Repeat verbatim each line from the line with "the snake head?" to the end of the entries. Pictures do not belong in the copy.
------------------------------------
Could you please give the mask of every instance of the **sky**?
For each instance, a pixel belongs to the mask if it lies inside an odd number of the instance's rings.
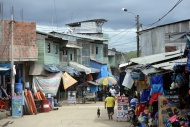
[[[65,26],[68,23],[106,19],[103,33],[109,35],[108,47],[121,52],[136,50],[136,15],[139,15],[140,30],[190,19],[190,0],[0,0],[0,2],[3,3],[4,19],[10,19],[13,7],[15,20],[36,22],[37,30],[43,32],[68,31]],[[125,12],[122,8],[128,11]],[[161,20],[157,22],[159,19]],[[153,23],[155,24],[150,25]]]

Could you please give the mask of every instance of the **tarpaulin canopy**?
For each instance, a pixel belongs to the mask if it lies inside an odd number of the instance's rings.
[[[70,66],[61,66],[61,65],[57,65],[57,68],[63,72],[67,72],[69,75],[71,76],[80,76],[81,73],[77,70],[74,70],[72,67]]]
[[[62,80],[63,80],[63,86],[64,89],[66,90],[68,87],[74,85],[77,83],[77,80],[75,80],[73,77],[71,77],[67,72],[65,72],[62,75]]]
[[[44,69],[52,73],[60,72],[60,70],[56,67],[56,65],[53,64],[44,65]]]
[[[86,67],[86,66],[84,66],[82,64],[76,63],[76,62],[69,62],[69,66],[71,66],[72,68],[74,68],[77,71],[85,72],[86,74],[91,73],[90,68],[88,68],[88,67]]]
[[[11,62],[0,64],[0,75],[10,75]]]
[[[60,85],[61,76],[62,72],[50,73],[48,76],[34,76],[32,84],[34,93],[40,89],[45,94],[55,96]]]

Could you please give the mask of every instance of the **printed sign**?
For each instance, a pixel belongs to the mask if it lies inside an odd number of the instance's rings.
[[[12,98],[12,117],[21,117],[22,116],[22,96],[14,96]]]
[[[118,121],[127,121],[127,113],[128,113],[128,97],[118,96],[117,97],[117,120]]]
[[[68,103],[76,104],[76,91],[68,91]]]

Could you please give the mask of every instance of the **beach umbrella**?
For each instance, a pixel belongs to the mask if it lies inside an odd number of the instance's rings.
[[[117,80],[114,77],[107,76],[107,77],[102,77],[96,80],[96,83],[104,86],[112,86],[117,84]]]

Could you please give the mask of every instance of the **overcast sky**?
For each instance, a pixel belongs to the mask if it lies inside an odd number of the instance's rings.
[[[181,2],[156,26],[190,19],[190,0],[0,0],[4,19],[10,19],[10,10],[14,7],[15,20],[21,20],[23,9],[23,20],[36,22],[37,29],[44,32],[66,30],[67,23],[106,19],[103,31],[109,34],[109,48],[122,52],[136,49],[135,15],[139,15],[142,29],[146,29],[178,1]]]

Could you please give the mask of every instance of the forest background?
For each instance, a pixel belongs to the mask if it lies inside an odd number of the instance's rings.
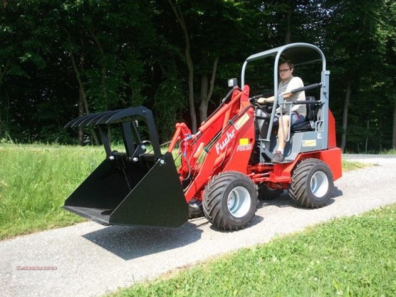
[[[393,0],[0,0],[0,141],[95,144],[63,126],[143,105],[164,142],[176,121],[196,130],[248,56],[293,42],[325,53],[339,146],[396,148]],[[248,68],[251,96],[272,67]],[[308,84],[314,70],[295,73]]]

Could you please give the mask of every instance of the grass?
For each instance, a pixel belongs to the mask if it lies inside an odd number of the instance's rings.
[[[104,156],[99,148],[0,146],[0,240],[83,221],[61,206]]]
[[[334,220],[108,296],[395,296],[395,222],[396,205]]]
[[[375,164],[371,163],[362,163],[356,161],[346,161],[343,160],[342,161],[343,171],[350,171],[365,168],[374,166]]]
[[[101,147],[0,144],[0,240],[84,221],[61,207],[104,155]]]

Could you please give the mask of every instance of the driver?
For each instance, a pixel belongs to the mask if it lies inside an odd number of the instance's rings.
[[[303,91],[294,94],[290,93],[292,90],[304,86],[302,80],[299,77],[293,76],[294,70],[294,65],[290,61],[287,60],[279,64],[279,76],[281,80],[278,87],[278,93],[283,95],[285,101],[305,99],[305,93]],[[257,100],[257,102],[259,104],[262,104],[264,101],[273,102],[274,96],[268,98],[262,97]],[[289,105],[283,105],[282,108],[282,117],[280,118],[281,111],[280,107],[278,107],[276,109],[276,114],[274,119],[274,123],[279,121],[279,125],[278,128],[278,149],[274,153],[274,156],[271,160],[273,163],[282,163],[285,159],[285,156],[283,155],[285,146],[286,145],[285,139],[287,139],[288,136],[284,137],[283,131],[284,130],[285,133],[287,134],[289,124],[293,126],[297,123],[303,122],[305,120],[306,116],[306,106],[305,104],[293,104],[292,111],[290,114]]]

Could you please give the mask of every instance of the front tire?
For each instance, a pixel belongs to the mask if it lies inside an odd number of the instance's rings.
[[[225,230],[243,228],[257,210],[256,186],[240,172],[220,173],[205,187],[202,205],[205,216],[215,227]]]
[[[327,164],[317,159],[306,159],[294,170],[289,192],[302,206],[317,208],[326,205],[333,186],[333,175]]]

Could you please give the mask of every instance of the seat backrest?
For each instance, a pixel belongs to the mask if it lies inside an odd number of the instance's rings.
[[[313,96],[306,96],[305,100],[315,100],[315,97]],[[313,120],[314,118],[314,105],[313,104],[306,104],[306,116],[305,117],[305,120],[311,121]]]

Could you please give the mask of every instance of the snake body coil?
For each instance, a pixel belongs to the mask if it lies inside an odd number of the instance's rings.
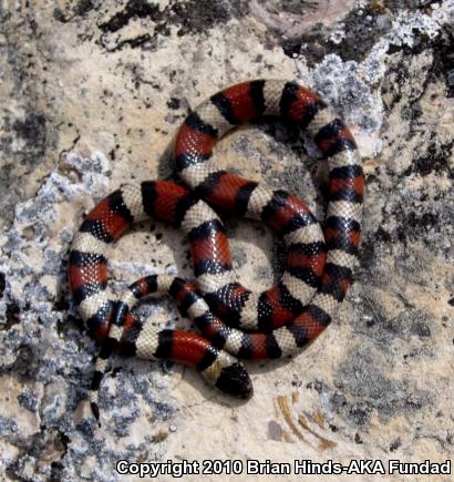
[[[328,163],[327,215],[321,229],[296,196],[220,171],[213,147],[236,125],[281,116],[303,130]],[[221,390],[249,397],[250,379],[234,356],[278,358],[300,351],[336,316],[351,283],[361,230],[364,178],[351,132],[314,92],[283,81],[230,86],[200,104],[178,131],[174,157],[183,186],[168,181],[126,184],[101,201],[74,237],[69,277],[82,319],[102,341],[91,387],[97,389],[113,350],[168,358],[198,368]],[[243,287],[226,229],[211,208],[260,219],[282,237],[281,279],[257,294]],[[133,223],[152,216],[188,236],[196,284],[155,275],[115,299],[107,294],[107,253]],[[158,329],[131,315],[149,294],[169,294],[200,329]]]

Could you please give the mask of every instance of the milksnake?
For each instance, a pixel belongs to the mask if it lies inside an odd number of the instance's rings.
[[[219,170],[215,144],[236,125],[280,116],[301,129],[328,163],[323,228],[298,197]],[[180,126],[174,146],[183,184],[125,184],[86,216],[70,252],[74,302],[102,342],[90,399],[99,418],[97,390],[110,355],[165,358],[196,367],[225,392],[248,398],[252,386],[239,358],[299,352],[332,320],[351,283],[361,230],[364,177],[353,136],[311,90],[280,80],[233,85],[202,103]],[[267,291],[243,287],[233,268],[226,228],[214,208],[259,219],[283,238],[283,275]],[[111,245],[148,216],[187,234],[196,283],[153,275],[120,299],[109,293]],[[144,296],[168,294],[204,337],[141,321],[131,309]]]

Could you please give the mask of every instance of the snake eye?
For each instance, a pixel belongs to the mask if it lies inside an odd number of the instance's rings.
[[[245,367],[239,362],[223,368],[216,387],[226,393],[244,399],[249,399],[254,394],[252,381]]]

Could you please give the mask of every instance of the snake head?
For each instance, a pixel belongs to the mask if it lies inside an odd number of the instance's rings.
[[[249,399],[254,394],[252,381],[239,361],[221,369],[216,387],[226,393],[244,399]]]

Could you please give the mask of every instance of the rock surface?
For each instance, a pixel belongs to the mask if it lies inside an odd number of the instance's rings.
[[[137,480],[118,475],[121,459],[452,458],[452,0],[7,1],[0,21],[2,480]],[[97,429],[86,406],[96,347],[65,276],[72,236],[118,184],[172,171],[188,109],[252,78],[311,85],[352,126],[367,174],[355,283],[301,355],[247,363],[249,402],[179,366],[117,359]],[[323,218],[323,168],[279,123],[236,131],[216,155]],[[270,233],[228,224],[240,279],[270,286]],[[116,290],[143,274],[192,277],[183,236],[154,222],[121,239],[111,267]],[[185,325],[169,300],[141,309]],[[185,480],[200,479],[234,476]]]

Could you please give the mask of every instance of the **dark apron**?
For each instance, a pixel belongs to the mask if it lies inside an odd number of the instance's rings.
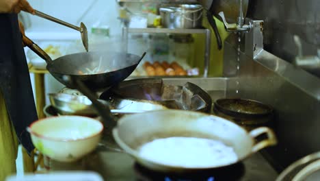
------------------------------------
* [The completed task]
Could you please give the mask of every instance of the snake head?
For each instance, a pixel belongs to the mask if it lies inside an odd number of the instance's rings.
[[[249,399],[254,394],[252,381],[239,361],[221,369],[216,387],[226,393],[244,399]]]

Could you please give the mask of every instance of the rock surface?
For each instance, a pixel belongs to the mask if it lies inside an odd number of the instance's rings.
[[[137,480],[118,475],[121,459],[452,458],[452,0],[7,1],[0,21],[2,480]],[[97,429],[86,406],[96,347],[65,276],[72,236],[118,184],[172,171],[188,109],[252,78],[311,85],[352,126],[367,174],[355,283],[301,355],[247,363],[249,402],[179,366],[117,359]],[[323,218],[323,168],[279,123],[236,131],[216,155]],[[270,233],[228,224],[240,279],[270,286]],[[116,290],[143,274],[192,277],[183,236],[154,222],[121,239],[111,267]],[[185,325],[169,300],[141,309]],[[185,480],[200,479],[234,476]]]

Could you please give the mask of every instance of the **dark apron**?
For each instance, a pixel belongs to the mask if it lies inside an odd number of the instance's rings.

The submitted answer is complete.